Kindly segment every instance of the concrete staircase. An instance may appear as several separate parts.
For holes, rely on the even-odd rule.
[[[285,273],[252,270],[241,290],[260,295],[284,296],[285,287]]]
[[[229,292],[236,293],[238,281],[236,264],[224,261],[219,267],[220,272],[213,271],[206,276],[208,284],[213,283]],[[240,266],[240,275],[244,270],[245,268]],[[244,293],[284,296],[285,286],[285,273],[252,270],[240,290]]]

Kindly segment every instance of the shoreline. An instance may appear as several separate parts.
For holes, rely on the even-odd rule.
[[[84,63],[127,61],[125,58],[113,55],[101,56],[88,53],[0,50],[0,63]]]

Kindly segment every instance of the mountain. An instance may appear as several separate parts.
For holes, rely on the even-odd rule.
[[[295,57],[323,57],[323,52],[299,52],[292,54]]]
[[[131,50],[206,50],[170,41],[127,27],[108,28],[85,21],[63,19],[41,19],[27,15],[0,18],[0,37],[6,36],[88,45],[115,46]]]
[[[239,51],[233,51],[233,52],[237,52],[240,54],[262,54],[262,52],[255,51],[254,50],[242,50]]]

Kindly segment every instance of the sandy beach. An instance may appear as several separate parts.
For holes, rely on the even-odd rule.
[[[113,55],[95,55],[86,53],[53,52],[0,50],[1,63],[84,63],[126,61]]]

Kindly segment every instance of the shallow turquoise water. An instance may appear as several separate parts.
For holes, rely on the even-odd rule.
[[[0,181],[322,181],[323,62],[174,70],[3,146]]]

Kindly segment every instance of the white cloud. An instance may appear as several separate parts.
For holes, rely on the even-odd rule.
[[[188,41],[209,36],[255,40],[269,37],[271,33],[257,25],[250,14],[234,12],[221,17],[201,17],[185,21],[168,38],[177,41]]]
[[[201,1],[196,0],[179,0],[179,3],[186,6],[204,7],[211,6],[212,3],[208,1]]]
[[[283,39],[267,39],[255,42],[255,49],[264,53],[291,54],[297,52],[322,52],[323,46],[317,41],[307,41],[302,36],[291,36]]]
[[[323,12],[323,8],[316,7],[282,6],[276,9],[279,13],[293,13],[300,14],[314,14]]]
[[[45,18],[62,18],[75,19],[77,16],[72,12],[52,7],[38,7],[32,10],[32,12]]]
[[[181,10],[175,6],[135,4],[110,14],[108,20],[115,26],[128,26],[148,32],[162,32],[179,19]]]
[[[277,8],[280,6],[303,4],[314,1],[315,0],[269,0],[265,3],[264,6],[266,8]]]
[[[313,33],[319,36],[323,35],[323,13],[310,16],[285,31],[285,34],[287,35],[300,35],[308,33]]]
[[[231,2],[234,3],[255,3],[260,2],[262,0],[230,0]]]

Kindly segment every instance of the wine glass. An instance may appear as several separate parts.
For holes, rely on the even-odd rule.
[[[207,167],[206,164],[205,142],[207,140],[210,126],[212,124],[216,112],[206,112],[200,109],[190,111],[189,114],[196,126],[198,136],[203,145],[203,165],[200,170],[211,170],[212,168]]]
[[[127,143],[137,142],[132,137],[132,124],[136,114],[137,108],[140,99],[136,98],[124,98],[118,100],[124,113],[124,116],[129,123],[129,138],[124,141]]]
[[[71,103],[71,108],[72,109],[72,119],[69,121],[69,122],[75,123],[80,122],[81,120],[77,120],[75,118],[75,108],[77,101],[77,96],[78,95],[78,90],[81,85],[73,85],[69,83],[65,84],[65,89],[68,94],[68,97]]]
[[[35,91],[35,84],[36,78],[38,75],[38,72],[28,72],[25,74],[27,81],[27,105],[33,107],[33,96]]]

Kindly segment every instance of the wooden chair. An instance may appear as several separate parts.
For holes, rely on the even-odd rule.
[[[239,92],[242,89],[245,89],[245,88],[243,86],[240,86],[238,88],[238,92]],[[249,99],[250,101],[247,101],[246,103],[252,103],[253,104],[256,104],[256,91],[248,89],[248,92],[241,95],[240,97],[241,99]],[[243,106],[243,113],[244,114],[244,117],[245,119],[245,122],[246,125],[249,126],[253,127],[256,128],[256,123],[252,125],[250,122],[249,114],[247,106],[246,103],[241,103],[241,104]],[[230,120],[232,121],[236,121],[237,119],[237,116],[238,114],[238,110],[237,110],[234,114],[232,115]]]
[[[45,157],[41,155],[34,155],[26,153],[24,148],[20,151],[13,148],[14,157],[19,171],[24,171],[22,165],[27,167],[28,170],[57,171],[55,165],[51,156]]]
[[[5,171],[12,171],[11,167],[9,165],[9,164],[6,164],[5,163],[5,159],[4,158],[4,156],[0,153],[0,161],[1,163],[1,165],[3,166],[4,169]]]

**REQUIREMENTS**
Copy out the lines of the data above, from the line with "Kindly segment every instance of the shoreline." to the line with "[[[0,181],[322,181],[323,62],[174,70],[3,146]]]", keeping every character the same and including both of those lines.

**WORKED SOLUTION**
Kindly segment every instance of the shoreline. An instance may appear as several separate parts.
For holes, rely on the even-odd rule.
[[[84,63],[127,61],[125,58],[113,55],[101,56],[88,53],[0,50],[0,63]]]

Kindly segment every instance of the mountain. An instance may appear as several separate parts.
For holes, rely on the even-odd rule.
[[[295,57],[323,57],[323,52],[299,52],[292,54]]]
[[[131,50],[206,50],[170,41],[127,27],[108,28],[85,21],[63,19],[41,19],[27,15],[0,18],[0,37],[6,36],[88,45],[115,46]]]
[[[239,51],[233,51],[233,52],[237,52],[240,54],[262,54],[262,52],[255,51],[254,50],[242,50]]]

Kindly segment every instance of the sandy beach. An instance may appear as several separate parts.
For holes, rely on the even-odd rule.
[[[113,55],[95,55],[86,53],[53,52],[0,50],[1,63],[84,63],[126,61]]]

Kindly segment every instance of the shallow turquoise water. An instance may appear as several separate parts.
For holes, rely on the even-odd rule.
[[[0,181],[322,181],[323,62],[174,70],[3,146]]]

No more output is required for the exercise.